WORK ITEM | Where does the string "horse" appear in the listing below? Copy every line where it does.
--- RECORD EXTRACTS ---
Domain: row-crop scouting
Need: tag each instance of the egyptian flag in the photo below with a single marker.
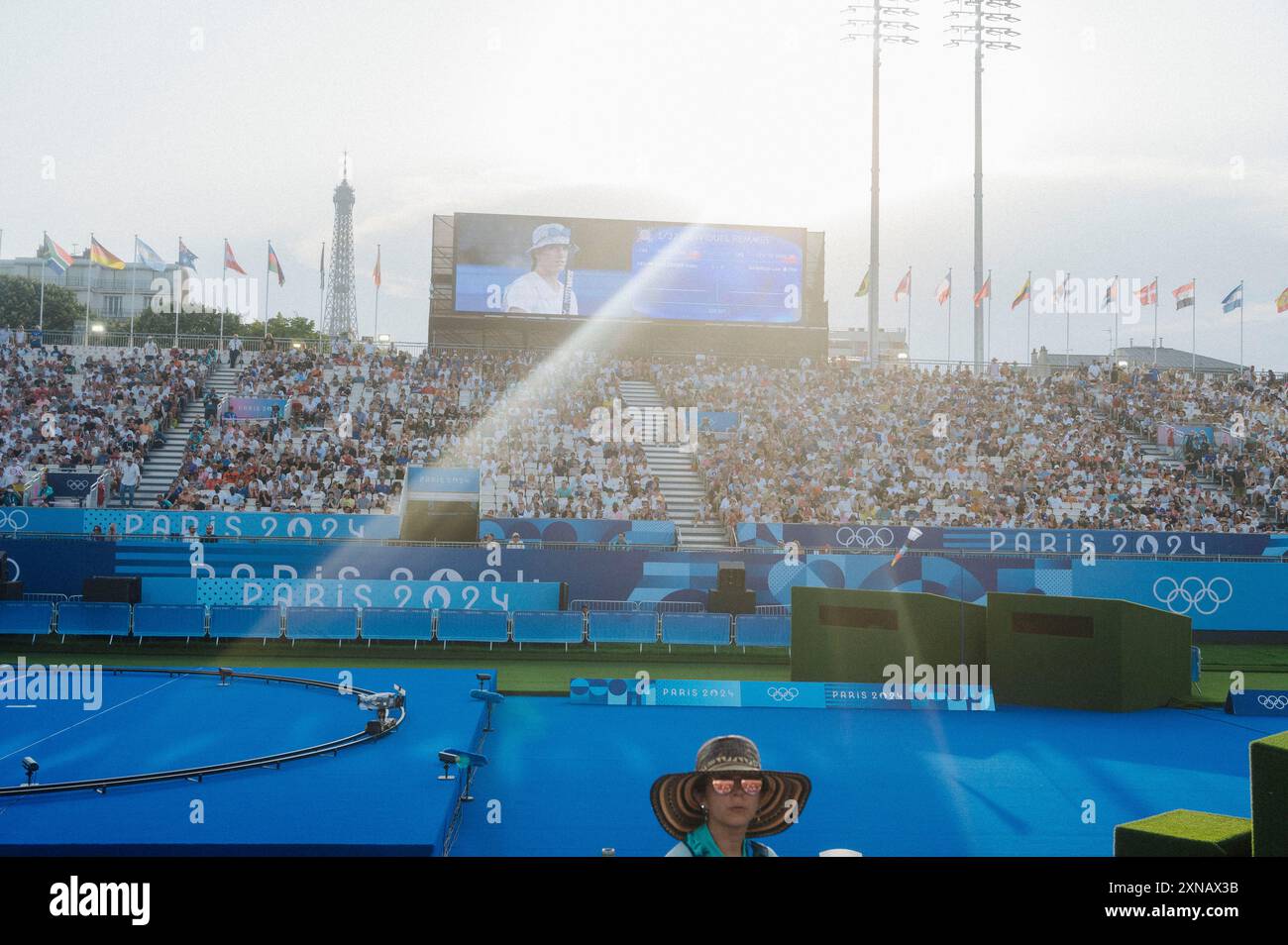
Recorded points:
(905, 284)
(945, 288)
(99, 255)
(274, 266)
(231, 261)
(1022, 295)
(1149, 293)
(55, 257)
(1234, 300)
(863, 286)
(984, 291)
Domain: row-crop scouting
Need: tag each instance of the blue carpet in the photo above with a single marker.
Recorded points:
(574, 779)
(377, 797)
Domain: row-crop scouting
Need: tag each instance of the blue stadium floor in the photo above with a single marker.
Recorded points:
(574, 779)
(380, 797)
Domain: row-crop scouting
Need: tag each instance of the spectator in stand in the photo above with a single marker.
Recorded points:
(130, 475)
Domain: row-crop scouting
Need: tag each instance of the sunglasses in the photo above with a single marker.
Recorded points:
(724, 786)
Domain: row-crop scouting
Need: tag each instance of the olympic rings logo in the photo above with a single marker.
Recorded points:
(864, 537)
(1203, 597)
(9, 519)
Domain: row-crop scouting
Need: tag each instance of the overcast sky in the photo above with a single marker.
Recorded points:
(1124, 140)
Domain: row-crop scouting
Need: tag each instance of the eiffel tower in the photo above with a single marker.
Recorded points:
(340, 316)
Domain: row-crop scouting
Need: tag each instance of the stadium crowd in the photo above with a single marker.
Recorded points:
(89, 411)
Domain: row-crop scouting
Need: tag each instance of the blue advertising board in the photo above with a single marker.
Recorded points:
(424, 595)
(1216, 595)
(644, 691)
(151, 522)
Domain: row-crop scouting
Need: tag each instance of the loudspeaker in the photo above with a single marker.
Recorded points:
(732, 601)
(114, 589)
(732, 576)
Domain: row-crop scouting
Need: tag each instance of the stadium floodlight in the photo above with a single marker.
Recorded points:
(977, 21)
(881, 24)
(490, 699)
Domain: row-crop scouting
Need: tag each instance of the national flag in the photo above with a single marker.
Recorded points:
(231, 261)
(984, 291)
(913, 535)
(99, 255)
(1022, 295)
(945, 288)
(149, 257)
(863, 286)
(905, 284)
(1234, 300)
(1149, 293)
(274, 266)
(55, 257)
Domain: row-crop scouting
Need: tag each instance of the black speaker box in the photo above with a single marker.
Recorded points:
(732, 576)
(732, 601)
(114, 589)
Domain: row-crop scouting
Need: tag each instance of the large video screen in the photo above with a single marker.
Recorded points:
(579, 267)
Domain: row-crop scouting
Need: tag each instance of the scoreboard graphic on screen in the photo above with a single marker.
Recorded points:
(519, 265)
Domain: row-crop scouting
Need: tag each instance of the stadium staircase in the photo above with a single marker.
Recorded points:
(162, 464)
(679, 480)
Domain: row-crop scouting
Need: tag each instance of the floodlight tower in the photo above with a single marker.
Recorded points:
(979, 25)
(881, 24)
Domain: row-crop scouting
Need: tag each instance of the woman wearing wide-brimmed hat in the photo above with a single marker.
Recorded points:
(540, 292)
(728, 799)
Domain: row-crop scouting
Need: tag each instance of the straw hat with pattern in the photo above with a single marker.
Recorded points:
(678, 797)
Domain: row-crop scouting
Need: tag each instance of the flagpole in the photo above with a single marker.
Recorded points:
(267, 280)
(1067, 322)
(988, 352)
(949, 318)
(44, 245)
(1240, 326)
(133, 277)
(1194, 332)
(89, 286)
(1028, 339)
(907, 340)
(223, 279)
(1155, 321)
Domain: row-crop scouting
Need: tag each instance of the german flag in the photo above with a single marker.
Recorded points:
(98, 255)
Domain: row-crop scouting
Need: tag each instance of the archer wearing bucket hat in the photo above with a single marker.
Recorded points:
(540, 292)
(726, 799)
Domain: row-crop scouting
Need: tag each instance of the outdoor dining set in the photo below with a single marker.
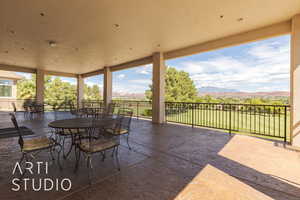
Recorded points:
(89, 131)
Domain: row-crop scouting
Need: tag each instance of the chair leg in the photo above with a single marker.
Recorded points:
(103, 155)
(58, 156)
(113, 152)
(90, 167)
(24, 155)
(117, 157)
(77, 156)
(51, 153)
(127, 140)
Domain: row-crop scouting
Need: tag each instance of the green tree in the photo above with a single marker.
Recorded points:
(26, 88)
(179, 87)
(92, 92)
(57, 91)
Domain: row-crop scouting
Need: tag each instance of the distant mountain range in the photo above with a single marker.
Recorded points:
(224, 92)
(216, 89)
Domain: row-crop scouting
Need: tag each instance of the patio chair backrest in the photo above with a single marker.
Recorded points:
(110, 109)
(14, 121)
(14, 106)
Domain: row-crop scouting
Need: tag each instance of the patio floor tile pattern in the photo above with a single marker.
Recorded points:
(169, 162)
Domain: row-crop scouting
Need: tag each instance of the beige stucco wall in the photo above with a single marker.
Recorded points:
(295, 81)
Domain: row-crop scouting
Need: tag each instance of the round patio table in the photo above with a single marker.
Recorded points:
(81, 123)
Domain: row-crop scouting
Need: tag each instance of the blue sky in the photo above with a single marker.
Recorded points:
(252, 67)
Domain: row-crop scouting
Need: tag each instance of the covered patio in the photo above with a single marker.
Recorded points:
(170, 162)
(80, 39)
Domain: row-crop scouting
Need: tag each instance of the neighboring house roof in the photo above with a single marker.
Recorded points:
(10, 75)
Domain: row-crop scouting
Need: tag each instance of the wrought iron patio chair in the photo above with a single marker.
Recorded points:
(124, 127)
(66, 133)
(35, 109)
(109, 110)
(15, 109)
(33, 146)
(92, 144)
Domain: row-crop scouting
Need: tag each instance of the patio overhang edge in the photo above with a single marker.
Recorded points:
(15, 68)
(273, 30)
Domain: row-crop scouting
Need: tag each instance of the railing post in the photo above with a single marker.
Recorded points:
(137, 110)
(229, 119)
(285, 122)
(193, 115)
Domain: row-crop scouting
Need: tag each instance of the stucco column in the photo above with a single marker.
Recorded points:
(80, 90)
(40, 77)
(295, 81)
(107, 86)
(158, 84)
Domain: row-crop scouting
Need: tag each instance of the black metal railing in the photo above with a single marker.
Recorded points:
(270, 121)
(141, 109)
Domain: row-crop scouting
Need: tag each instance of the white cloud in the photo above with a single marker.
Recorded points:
(90, 83)
(147, 69)
(262, 67)
(141, 81)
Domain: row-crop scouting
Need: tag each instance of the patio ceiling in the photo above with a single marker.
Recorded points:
(92, 34)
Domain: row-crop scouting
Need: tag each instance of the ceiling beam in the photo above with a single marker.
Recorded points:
(134, 63)
(92, 73)
(65, 74)
(15, 68)
(127, 65)
(237, 39)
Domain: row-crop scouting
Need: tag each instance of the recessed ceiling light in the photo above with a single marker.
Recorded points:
(52, 43)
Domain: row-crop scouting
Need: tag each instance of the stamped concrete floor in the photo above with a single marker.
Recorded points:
(167, 162)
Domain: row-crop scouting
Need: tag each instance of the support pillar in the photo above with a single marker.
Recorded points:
(80, 91)
(158, 88)
(107, 86)
(40, 81)
(295, 81)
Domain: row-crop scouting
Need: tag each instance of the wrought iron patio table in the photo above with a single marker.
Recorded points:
(81, 123)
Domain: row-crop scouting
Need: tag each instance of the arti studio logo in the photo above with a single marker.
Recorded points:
(38, 184)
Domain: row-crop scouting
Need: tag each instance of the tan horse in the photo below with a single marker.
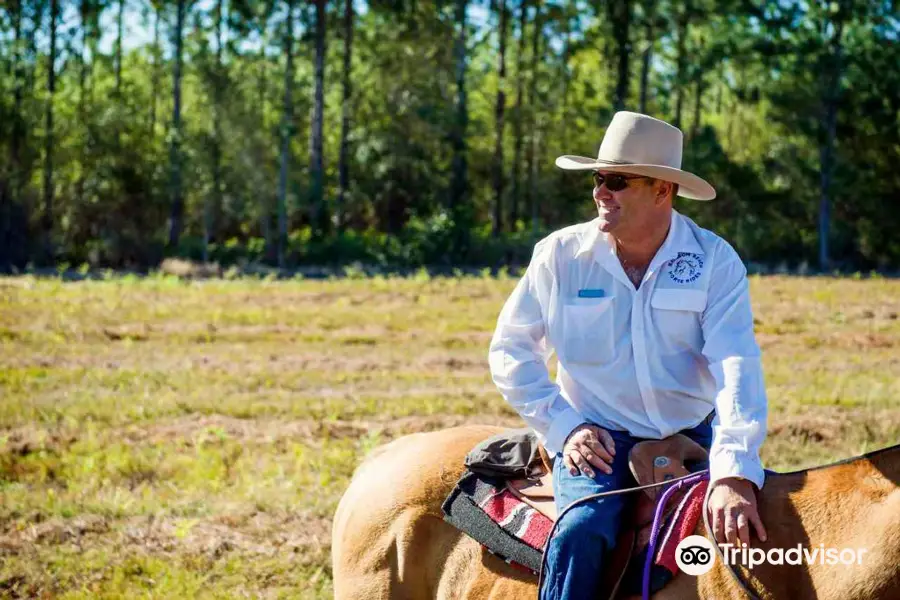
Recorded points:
(389, 539)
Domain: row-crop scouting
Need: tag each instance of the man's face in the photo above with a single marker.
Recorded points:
(628, 209)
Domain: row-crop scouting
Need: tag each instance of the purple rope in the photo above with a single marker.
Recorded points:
(657, 517)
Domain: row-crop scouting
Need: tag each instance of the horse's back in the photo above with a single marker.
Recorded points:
(389, 539)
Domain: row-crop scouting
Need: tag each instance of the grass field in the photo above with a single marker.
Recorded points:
(162, 438)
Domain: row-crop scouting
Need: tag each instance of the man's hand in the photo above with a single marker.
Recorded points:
(732, 506)
(589, 445)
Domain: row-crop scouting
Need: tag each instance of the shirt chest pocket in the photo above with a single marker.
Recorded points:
(676, 316)
(588, 327)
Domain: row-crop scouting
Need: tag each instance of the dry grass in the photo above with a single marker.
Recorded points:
(179, 439)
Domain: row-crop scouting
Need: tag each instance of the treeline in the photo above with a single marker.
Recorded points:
(410, 132)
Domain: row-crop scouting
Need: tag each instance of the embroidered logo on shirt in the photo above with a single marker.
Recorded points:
(686, 267)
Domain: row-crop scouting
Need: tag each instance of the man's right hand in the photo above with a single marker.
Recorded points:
(589, 445)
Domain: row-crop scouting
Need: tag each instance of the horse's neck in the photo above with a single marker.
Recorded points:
(854, 505)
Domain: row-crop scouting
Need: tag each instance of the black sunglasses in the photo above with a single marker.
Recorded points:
(614, 181)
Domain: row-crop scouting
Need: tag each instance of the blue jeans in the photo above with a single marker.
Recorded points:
(587, 533)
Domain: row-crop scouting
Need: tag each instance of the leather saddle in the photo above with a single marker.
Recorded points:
(652, 461)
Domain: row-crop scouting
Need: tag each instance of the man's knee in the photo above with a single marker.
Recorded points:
(590, 524)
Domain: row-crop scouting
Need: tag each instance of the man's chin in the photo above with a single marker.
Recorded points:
(606, 226)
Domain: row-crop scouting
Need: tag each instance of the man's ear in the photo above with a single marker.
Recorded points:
(663, 191)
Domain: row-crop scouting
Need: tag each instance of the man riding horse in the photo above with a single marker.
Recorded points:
(650, 318)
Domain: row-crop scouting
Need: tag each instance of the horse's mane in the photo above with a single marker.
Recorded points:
(866, 456)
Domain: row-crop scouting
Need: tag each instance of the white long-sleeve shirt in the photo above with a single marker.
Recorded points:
(651, 361)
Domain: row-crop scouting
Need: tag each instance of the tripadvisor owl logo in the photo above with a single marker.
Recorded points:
(695, 555)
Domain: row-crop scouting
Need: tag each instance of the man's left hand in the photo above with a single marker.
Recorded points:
(732, 506)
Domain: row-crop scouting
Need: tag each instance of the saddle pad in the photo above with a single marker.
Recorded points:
(484, 508)
(687, 515)
(462, 510)
(681, 523)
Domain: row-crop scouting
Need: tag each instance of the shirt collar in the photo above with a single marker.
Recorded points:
(680, 239)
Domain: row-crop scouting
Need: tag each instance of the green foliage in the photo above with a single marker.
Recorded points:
(753, 92)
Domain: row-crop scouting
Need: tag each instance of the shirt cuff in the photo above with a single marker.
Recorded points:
(726, 463)
(560, 429)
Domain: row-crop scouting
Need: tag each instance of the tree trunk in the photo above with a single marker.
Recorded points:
(47, 217)
(459, 185)
(683, 24)
(287, 124)
(215, 202)
(531, 167)
(698, 103)
(647, 55)
(176, 220)
(157, 55)
(620, 16)
(9, 185)
(119, 29)
(18, 131)
(321, 219)
(831, 98)
(519, 118)
(497, 225)
(271, 251)
(82, 99)
(344, 167)
(566, 77)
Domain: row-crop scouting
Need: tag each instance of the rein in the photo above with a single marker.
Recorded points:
(675, 484)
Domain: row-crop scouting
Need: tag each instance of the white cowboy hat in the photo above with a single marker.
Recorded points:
(641, 145)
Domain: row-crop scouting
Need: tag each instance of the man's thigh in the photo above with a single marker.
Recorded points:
(568, 488)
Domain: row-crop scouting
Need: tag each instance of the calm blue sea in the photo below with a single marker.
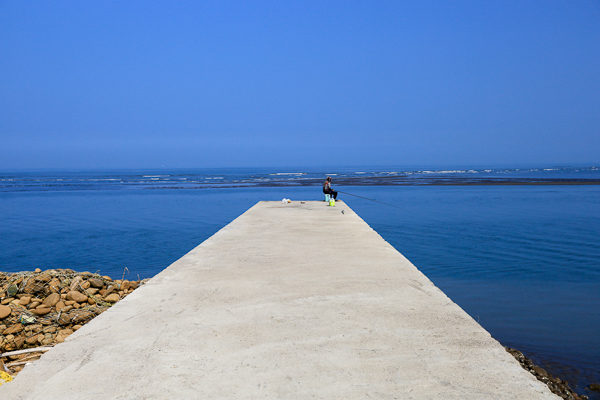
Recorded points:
(518, 249)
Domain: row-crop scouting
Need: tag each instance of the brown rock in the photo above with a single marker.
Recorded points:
(32, 328)
(31, 339)
(33, 304)
(25, 300)
(11, 330)
(112, 298)
(96, 283)
(52, 300)
(41, 310)
(62, 335)
(75, 283)
(76, 296)
(54, 285)
(111, 289)
(82, 316)
(64, 319)
(5, 311)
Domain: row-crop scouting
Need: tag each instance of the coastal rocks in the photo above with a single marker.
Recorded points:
(96, 283)
(44, 308)
(5, 311)
(112, 298)
(52, 300)
(76, 296)
(556, 385)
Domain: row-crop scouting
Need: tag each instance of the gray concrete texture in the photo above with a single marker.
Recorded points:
(289, 301)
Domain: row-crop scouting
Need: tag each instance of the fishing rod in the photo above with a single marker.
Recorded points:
(376, 201)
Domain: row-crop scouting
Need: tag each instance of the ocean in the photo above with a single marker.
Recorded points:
(517, 248)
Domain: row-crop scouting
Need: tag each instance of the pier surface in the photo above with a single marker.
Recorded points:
(289, 301)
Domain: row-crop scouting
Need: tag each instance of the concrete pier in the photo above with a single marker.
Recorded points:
(289, 301)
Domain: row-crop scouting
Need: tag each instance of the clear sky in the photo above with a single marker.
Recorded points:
(90, 84)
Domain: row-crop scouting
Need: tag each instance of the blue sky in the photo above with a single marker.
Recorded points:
(99, 84)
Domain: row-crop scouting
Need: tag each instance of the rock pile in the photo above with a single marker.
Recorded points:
(556, 385)
(43, 308)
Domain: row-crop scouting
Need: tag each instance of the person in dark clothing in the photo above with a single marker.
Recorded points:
(327, 188)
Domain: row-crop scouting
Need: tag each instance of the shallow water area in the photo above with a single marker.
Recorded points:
(523, 260)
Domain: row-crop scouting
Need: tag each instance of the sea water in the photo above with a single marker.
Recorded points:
(522, 259)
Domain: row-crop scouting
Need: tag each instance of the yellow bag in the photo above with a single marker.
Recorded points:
(4, 377)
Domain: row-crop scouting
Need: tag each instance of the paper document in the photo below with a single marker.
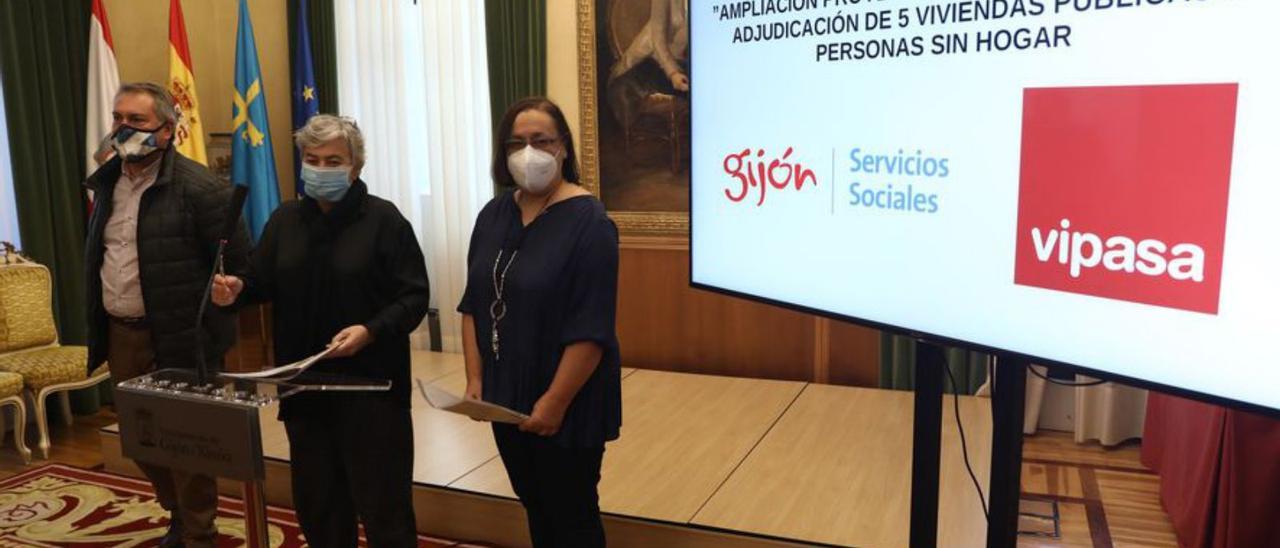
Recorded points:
(475, 409)
(284, 371)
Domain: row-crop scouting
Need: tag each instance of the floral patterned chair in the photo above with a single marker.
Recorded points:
(30, 347)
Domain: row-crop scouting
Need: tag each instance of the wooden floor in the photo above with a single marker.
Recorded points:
(780, 459)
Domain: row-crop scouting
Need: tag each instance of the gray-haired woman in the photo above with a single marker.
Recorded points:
(342, 269)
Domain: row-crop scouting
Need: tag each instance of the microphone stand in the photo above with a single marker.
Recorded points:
(201, 366)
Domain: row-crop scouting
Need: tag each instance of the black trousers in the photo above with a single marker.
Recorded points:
(557, 485)
(353, 461)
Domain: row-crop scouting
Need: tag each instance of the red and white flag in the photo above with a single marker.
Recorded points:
(104, 80)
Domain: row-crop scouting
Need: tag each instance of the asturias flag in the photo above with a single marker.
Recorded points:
(252, 159)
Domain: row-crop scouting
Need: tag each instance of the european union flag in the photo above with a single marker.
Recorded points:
(252, 160)
(306, 103)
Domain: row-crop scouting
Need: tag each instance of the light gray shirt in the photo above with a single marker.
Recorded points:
(122, 283)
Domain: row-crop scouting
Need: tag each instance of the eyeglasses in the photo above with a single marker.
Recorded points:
(543, 144)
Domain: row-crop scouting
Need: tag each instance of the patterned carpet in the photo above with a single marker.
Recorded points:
(64, 506)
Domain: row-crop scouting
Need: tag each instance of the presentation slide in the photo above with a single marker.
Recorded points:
(1087, 182)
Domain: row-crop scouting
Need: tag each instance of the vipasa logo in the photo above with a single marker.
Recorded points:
(1086, 250)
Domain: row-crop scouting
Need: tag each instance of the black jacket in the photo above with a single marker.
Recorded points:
(178, 222)
(360, 264)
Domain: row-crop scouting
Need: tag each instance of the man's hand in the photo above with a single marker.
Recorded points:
(225, 290)
(545, 419)
(350, 341)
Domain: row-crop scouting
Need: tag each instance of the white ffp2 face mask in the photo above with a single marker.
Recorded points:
(533, 169)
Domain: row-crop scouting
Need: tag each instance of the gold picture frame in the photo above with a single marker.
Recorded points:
(631, 223)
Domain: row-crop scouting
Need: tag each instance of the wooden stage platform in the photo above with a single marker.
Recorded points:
(703, 461)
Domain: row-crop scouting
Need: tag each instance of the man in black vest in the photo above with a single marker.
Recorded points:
(149, 252)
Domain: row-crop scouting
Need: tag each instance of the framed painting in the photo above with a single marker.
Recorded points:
(634, 104)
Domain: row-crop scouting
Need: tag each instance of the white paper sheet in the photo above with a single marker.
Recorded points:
(475, 409)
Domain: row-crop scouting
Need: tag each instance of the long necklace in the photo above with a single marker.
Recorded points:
(498, 307)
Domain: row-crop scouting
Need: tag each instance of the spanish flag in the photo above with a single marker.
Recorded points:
(190, 133)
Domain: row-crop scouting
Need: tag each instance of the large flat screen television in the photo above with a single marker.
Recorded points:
(1091, 183)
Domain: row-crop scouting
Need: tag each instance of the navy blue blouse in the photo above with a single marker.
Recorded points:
(561, 288)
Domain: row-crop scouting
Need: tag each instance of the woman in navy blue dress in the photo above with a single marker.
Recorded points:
(539, 324)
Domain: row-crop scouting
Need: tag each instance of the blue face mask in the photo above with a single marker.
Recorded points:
(325, 183)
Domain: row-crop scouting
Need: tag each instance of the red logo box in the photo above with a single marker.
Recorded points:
(1124, 192)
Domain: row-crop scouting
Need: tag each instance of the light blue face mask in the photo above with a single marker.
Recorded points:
(325, 183)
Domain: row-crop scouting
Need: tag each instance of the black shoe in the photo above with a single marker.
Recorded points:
(173, 535)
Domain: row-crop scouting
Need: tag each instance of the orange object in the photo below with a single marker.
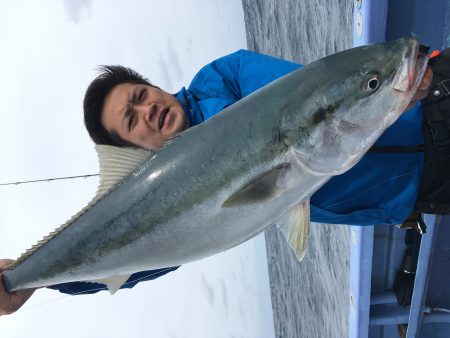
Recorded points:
(435, 53)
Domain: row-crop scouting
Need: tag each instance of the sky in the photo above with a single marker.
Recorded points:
(50, 52)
---
PROBLEM SOLUTION |
Need: tag each instance of the tan horse in the photo below with a single marker.
Need: tag each instance of the horse's back in the photo above with a single marker.
Need: tag each instance of the horse's neck in the photo above with a single marker.
Need: tag each instance of the man riding horse in the photo above with a single marker.
Need: tag each instance of the horse's mane in the photo above with a single marker.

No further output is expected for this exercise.